Input material section start

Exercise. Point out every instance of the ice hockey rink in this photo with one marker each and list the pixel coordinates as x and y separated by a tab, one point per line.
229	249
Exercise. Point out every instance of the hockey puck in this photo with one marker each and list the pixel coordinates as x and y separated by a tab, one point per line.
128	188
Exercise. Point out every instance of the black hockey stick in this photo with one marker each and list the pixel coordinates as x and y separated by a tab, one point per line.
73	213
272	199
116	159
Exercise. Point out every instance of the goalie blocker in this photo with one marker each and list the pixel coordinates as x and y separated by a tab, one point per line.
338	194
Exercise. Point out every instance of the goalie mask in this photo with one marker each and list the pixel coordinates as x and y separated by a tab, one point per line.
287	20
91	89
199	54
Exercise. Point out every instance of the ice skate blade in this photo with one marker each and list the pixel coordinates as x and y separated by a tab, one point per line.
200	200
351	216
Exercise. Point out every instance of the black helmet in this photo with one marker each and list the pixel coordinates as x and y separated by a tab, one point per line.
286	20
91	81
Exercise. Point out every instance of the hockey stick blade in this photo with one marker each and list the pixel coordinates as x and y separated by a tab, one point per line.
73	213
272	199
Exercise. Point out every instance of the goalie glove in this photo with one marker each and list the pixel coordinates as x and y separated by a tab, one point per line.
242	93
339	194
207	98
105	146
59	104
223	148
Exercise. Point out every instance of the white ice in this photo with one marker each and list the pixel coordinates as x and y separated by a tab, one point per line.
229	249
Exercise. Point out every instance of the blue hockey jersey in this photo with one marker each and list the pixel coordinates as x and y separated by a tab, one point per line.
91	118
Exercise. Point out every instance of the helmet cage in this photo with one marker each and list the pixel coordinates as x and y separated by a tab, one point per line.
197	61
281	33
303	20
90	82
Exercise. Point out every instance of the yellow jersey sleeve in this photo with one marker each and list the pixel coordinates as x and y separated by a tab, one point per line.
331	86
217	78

Input material section end

• _Requirement_
Give the material again in full, exactly as it appears above.

• _Expected answer_
Exercise. Point out every instance of the ice hockey rink in this photo with one marker each and list the pixel coordinates as x and y separated by a tab, one point per line.
229	249
Exercise. Point out every instance of the hockey puck in this photo with one marker each and list the pixel coordinates as x and y separated by a tab, one point per line.
128	188
Exercise. Point out every instance of the black hockey stick in this photo with one marker each and list the pixel coordinates as x and y separated by a tab, one point per line.
73	213
272	199
116	159
Exercise. Point out every instance of the goalie blocker in this photo with one marker each and list the pixel coordinates as x and y separated by a tab, one point per line.
338	194
Exercise. Point out every instance of the goalie mask in this photo with one marker each and list the pixel coordinates as x and y separated by a tab, one point per line.
287	20
91	89
199	54
Exercise. Point out every instance of the ice skate blade in this photo with one marker each and list the pixel coordinates as x and y separated by a tab, one point per line.
200	200
351	216
Exercise. Point out every instance of the black helmet in this photo with one marker each and list the pixel coordinates as x and y separated by a tab, one point per line.
286	20
91	81
Exercise. Point out every instance of the hockey stick blade in this photo with one marker each and list the pixel coordinates as x and y separated by a tab, one point per line.
73	213
272	199
Exercise. Point out every instance of the goalie glove in this photo with one marker each and list the pixel coordinates as x and y separated by a tab, one point per line.
242	93
339	194
207	98
105	146
59	104
223	148
Exercise. Point out every instance of the white ice in this photo with one marker each and list the pixel coordinates as x and y separated by a tab, one point per line.
229	249
Exercise. Point out every instance of the blue hockey jersey in this photo with one marker each and list the pixel coordinates as x and y separated by a tab, one point per line.
91	118
Exercise. Point out every instance of the helmet cage in this photo with one marker each and list the pixel coordinates as x and y separated by a tab, one point per line.
197	61
281	33
303	20
90	82
Exercise. Point out every instance of the yellow jersey sleeve in this photo with one marker each and list the pixel coordinates as x and y separated by a tab, one point per line.
331	86
217	78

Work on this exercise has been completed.